Short problem:
Write out the records beneath this line exactly as they appear, minus any images.

Data rows:

>>>

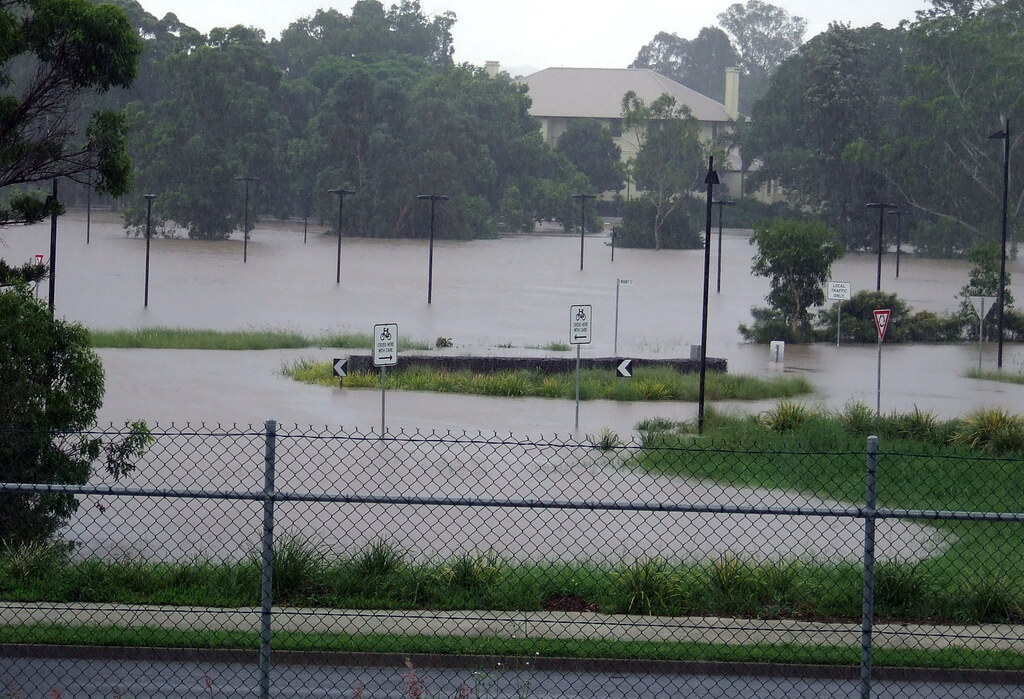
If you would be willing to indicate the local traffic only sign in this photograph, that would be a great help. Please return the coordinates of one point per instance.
(580, 324)
(882, 324)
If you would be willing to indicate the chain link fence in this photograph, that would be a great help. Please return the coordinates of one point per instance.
(269, 561)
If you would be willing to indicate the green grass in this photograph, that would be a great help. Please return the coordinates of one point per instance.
(383, 577)
(989, 375)
(646, 384)
(519, 647)
(183, 338)
(971, 464)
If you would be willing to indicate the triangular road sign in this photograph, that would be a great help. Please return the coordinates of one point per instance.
(882, 321)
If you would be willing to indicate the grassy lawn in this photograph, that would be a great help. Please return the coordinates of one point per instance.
(183, 338)
(646, 384)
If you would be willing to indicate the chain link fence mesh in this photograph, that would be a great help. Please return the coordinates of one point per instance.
(472, 565)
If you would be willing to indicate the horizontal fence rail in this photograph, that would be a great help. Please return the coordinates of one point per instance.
(260, 561)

<<<

Written solution:
If you would be willing to indicate the local traffic only sign in this photograph, that would be a great help. Please return the coordinates of one point per instance.
(580, 324)
(882, 324)
If you would be willing to indicate the chain link fence in this photograph, that would be a great help. Please return the coordinates of one point per instance.
(269, 561)
If you would be willing to indicate the green grass in this photograph, that would be a great help. Please return the coordinates of one point per instance.
(383, 577)
(989, 375)
(646, 384)
(519, 647)
(183, 338)
(971, 464)
If you would be willing to indicate the triangular road sign in this photograph, that would be a great help. Please return the coordinates of one point per instance.
(882, 321)
If you would be willing to indicate the grassy lawn in this photograph, that would be a great help. Please return the coordinates of one point per instance.
(183, 338)
(646, 384)
If you would be willing to indicate the chain link fence mesh in this photograph, that would be a great help. Please return the coordinates of one point per instance.
(472, 565)
If you would be willing to indicate the horizontal fence rail in this photograph, that would be a great help. Please return the coordinates of one point per instance.
(260, 561)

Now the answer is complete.